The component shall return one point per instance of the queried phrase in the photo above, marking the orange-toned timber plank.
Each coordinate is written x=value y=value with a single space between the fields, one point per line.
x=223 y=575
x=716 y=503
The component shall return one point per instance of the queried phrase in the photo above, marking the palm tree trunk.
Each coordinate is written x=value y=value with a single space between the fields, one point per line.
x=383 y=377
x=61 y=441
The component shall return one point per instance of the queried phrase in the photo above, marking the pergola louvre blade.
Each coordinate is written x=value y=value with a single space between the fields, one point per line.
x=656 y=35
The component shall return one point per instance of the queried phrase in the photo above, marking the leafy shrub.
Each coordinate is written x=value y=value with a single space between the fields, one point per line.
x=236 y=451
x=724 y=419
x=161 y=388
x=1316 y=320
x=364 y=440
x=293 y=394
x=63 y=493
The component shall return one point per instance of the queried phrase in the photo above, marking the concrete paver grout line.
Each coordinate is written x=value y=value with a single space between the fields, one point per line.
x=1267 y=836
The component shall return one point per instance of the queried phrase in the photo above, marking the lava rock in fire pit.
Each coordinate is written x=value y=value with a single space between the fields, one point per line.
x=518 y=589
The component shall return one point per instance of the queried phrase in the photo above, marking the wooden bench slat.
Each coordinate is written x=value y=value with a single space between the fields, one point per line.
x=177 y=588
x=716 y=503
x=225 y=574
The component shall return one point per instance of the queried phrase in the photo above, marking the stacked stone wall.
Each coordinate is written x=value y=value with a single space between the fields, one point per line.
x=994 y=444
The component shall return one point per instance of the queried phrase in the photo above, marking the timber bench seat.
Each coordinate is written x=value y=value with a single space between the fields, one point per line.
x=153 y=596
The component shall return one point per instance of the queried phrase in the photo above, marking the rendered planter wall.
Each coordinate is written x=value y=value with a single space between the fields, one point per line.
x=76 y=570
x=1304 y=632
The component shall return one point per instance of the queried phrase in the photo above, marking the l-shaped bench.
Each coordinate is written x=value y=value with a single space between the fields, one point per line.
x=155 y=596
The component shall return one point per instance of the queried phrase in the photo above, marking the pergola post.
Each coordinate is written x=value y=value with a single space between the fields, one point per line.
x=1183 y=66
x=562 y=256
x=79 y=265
· · · · · · ·
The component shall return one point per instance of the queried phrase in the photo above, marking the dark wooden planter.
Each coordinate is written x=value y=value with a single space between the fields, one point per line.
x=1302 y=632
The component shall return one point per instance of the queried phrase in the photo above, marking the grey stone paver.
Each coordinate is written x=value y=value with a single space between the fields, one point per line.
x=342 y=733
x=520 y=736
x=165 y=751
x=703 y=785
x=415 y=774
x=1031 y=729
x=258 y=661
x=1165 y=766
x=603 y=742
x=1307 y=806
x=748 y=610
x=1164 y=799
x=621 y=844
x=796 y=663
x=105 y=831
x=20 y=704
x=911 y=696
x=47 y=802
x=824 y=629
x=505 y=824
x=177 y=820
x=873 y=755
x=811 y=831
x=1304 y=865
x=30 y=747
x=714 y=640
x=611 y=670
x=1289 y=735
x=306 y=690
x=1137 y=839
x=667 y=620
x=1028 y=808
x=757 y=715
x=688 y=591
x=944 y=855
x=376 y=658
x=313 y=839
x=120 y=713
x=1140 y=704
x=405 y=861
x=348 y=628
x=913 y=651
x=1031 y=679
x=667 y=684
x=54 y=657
· · · · · · ·
● **GIVEN INSTRUCTION**
Reproduce the material verbatim, starting with the line that contains "orange-toned timber plank." and going on through the line that contains "x=1267 y=836".

● **RESULT OF THE TASK**
The component shall return one point per instance of the queried phrase in the photo above, marking the orange-toned timber plank.
Each coordinate is written x=value y=value with a single space between the fields, one point per line.
x=223 y=575
x=716 y=503
The component shall return one point per instance of the queried phrase in the photo above, marking the palm tree trunk.
Each coordinate is written x=value y=value with a single space between the fields, one point per line.
x=383 y=377
x=61 y=441
The component shall return one point per instance of the queried phrase in the photo above, marking the pergola louvre blade.
Each coordinate is written x=value y=value with a single space between the fields, one point per line.
x=656 y=35
The component shall return one point per instance of the queried phrase in the photo above, marking the leafy shrub.
Each coordinate is written x=value y=value with a single space between the fields, one point per line.
x=236 y=451
x=724 y=419
x=161 y=388
x=1316 y=320
x=364 y=440
x=293 y=394
x=63 y=493
The component shall return one point per instance of the queried phrase in the photo above, marking the concrete paver grout line.
Each coordinate is written x=value y=value with a single space between the fields, one point per line.
x=1267 y=836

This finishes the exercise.